» Görev: Kayıtların en başından "Please mark the region of the **seated" ifadesini içeren satıra kadar, iki uç da dahil olmak üzere her şeyi "Sıra" ve "İçerik" sütunlarından oluşan bir Markdown tablosuna dönüştürün. Boş satırları tabloya almayın.

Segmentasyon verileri
= = = = = = =

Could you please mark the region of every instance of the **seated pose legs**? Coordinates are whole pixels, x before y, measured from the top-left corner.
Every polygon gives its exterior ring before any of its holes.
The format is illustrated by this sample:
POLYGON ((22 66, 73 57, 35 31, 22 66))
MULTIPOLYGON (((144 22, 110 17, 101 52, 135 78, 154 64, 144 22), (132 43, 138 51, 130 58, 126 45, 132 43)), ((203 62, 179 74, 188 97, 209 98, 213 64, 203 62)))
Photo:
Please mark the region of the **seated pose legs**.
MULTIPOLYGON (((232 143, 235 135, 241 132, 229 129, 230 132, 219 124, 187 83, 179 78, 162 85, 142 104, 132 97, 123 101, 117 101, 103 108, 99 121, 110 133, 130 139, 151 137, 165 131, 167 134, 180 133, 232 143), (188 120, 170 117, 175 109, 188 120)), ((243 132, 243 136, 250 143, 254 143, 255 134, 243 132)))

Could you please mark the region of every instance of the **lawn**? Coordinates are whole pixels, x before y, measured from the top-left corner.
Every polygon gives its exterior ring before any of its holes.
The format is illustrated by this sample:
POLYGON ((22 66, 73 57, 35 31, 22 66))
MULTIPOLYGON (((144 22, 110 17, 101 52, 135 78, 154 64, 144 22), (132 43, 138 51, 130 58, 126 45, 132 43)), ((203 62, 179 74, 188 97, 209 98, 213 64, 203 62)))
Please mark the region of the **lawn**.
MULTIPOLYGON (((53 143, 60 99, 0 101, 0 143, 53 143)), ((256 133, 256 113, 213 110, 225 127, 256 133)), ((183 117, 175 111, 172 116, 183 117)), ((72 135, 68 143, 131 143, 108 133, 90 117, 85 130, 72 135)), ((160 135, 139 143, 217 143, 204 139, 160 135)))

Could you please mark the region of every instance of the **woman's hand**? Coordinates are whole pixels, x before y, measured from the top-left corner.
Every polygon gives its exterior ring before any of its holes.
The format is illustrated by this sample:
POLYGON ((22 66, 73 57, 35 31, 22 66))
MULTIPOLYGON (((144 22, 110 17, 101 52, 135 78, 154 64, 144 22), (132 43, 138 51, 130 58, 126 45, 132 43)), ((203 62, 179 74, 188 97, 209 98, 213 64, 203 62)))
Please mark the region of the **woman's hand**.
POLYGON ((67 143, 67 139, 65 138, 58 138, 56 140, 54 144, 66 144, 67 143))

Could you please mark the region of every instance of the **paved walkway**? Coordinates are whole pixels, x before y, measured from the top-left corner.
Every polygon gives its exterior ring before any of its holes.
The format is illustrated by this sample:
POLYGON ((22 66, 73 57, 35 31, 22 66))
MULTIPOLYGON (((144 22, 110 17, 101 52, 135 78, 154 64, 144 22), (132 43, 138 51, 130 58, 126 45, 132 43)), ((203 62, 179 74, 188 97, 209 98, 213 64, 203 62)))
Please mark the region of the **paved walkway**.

= = = = = = =

» Doğru sonuç:
| Sıra | İçerik |
|---|---|
| 1 | Could you please mark the region of every instance of the **seated pose legs**? Coordinates are whole pixels, x before y, measured from the top-left corner. |
| 2 | Every polygon gives its exterior ring before any of its holes. |
| 3 | The format is illustrated by this sample: |
| 4 | POLYGON ((22 66, 73 57, 35 31, 22 66)) |
| 5 | MULTIPOLYGON (((144 22, 110 17, 101 52, 135 78, 154 64, 144 22), (132 43, 138 51, 130 58, 126 45, 132 43)), ((203 62, 179 74, 188 97, 209 98, 213 64, 203 62))) |
| 6 | Photo: |
| 7 | Please mark the region of the **seated pose legs**. |